== Data for this exercise ==

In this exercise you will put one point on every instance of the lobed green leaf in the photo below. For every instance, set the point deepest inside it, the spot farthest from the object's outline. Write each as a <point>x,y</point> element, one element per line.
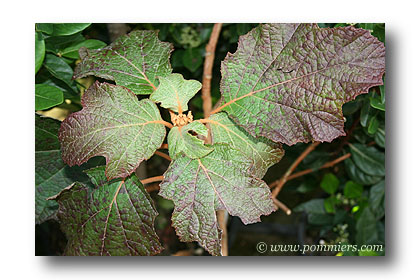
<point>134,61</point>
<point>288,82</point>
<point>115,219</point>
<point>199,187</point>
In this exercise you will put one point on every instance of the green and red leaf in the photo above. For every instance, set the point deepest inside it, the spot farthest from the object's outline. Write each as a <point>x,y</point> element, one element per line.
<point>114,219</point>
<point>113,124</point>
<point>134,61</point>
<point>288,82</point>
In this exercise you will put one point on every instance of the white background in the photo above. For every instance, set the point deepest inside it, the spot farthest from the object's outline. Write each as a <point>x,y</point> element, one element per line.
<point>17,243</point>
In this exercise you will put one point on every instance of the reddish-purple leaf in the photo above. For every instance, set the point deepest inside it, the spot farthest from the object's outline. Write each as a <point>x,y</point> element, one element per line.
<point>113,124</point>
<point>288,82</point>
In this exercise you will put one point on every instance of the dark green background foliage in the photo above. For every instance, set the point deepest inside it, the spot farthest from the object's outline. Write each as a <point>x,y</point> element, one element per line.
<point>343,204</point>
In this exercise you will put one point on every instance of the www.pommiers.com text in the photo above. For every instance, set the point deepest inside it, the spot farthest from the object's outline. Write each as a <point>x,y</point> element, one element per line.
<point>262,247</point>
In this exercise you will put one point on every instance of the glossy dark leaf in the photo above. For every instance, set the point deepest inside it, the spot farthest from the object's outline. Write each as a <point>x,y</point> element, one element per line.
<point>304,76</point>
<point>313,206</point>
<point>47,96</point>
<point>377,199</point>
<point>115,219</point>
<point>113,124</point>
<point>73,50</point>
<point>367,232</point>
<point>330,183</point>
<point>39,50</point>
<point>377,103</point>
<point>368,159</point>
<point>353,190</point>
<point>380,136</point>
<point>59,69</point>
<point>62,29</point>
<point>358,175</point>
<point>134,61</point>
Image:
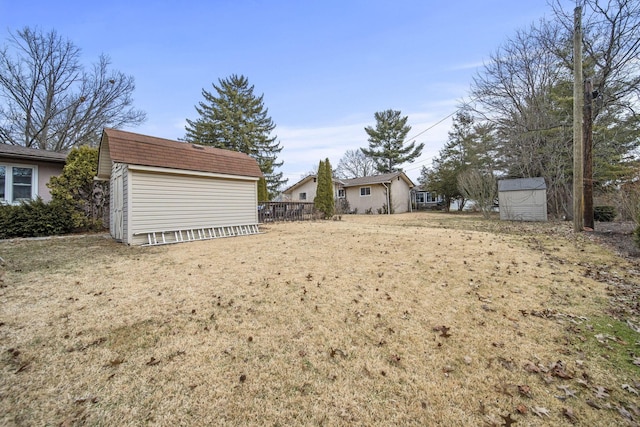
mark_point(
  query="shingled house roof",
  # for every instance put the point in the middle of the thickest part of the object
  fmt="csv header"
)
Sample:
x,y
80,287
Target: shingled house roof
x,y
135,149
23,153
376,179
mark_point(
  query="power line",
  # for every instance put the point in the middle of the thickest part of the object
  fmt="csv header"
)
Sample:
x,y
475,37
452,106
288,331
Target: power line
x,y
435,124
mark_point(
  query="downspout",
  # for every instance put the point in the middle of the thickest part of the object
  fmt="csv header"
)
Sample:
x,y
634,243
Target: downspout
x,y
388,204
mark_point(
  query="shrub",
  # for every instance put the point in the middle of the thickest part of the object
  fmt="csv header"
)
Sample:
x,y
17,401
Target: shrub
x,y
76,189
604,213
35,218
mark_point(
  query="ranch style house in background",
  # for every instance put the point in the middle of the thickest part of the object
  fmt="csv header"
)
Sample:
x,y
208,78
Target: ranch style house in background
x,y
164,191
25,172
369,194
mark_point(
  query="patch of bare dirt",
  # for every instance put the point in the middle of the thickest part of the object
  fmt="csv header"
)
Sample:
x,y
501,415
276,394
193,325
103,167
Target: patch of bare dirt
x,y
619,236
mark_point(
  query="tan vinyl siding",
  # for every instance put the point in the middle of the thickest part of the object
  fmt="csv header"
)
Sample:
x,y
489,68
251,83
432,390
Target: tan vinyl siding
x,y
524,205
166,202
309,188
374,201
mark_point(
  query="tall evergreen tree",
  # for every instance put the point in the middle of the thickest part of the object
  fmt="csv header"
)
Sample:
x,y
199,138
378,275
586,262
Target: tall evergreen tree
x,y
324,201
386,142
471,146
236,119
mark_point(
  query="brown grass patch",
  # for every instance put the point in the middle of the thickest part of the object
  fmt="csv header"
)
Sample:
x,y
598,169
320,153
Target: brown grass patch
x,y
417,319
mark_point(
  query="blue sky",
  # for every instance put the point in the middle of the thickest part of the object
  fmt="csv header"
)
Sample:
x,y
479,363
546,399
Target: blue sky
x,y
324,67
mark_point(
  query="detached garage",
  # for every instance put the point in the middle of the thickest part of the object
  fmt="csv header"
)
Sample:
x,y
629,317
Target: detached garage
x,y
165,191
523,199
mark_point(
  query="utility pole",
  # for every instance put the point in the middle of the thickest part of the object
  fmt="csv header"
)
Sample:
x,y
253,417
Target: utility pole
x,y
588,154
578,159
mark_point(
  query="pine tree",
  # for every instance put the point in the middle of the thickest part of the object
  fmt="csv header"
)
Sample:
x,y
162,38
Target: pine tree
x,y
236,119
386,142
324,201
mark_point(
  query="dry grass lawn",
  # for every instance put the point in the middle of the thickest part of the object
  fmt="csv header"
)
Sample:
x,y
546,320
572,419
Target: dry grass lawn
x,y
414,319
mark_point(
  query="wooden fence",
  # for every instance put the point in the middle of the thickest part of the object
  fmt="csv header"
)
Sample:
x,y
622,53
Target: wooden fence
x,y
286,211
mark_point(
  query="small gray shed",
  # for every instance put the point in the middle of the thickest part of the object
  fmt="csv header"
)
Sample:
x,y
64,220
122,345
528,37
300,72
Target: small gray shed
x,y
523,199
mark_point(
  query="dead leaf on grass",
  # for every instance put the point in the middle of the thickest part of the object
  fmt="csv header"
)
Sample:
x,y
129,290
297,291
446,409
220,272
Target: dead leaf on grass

===

Exercise directions: Convert the records, from the start through the line containing "<point>199,187</point>" inclusive, into a two-column CSV with columns named request and answer, one row for each request, placing its text and its answer each in a single quoted field with line breaks replaced by spaces. Omit the pictures from the output.

Complete answer:
request,answer
"In this exercise you will put one point on every instance of the lobed green leaf in the photo below. For every instance, set the point deepest inside it, the spot farthest from the object's outline. Write each as a <point>x,y</point> element, one element per line.","<point>134,61</point> <point>288,82</point> <point>115,219</point> <point>199,187</point>"